··· VORLIEGENDE EINTRÄGE ···

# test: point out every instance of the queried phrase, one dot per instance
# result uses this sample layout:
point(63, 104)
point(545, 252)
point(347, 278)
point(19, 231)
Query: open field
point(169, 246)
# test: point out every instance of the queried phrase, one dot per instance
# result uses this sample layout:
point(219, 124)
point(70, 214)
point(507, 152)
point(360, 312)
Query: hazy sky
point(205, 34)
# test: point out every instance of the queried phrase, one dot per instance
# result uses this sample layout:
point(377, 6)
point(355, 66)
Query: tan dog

···

Gib sämtliche Einträge von oben unverändert wieder, Zeile für Zeile und vollständig.

# test: point out every instance of the queried phrase, one dot per instance
# result uses this sample layout:
point(63, 104)
point(545, 252)
point(347, 278)
point(19, 231)
Query: open field
point(169, 246)
# test: point out every instance of the queried phrase, one dot per instance
# result uses this sample layout:
point(219, 124)
point(70, 214)
point(507, 152)
point(360, 312)
Query: hazy sky
point(205, 34)
# test: point out every instance of the queried phrase, one dot per instance
# result uses this sample layout:
point(377, 6)
point(355, 66)
Query: tan dog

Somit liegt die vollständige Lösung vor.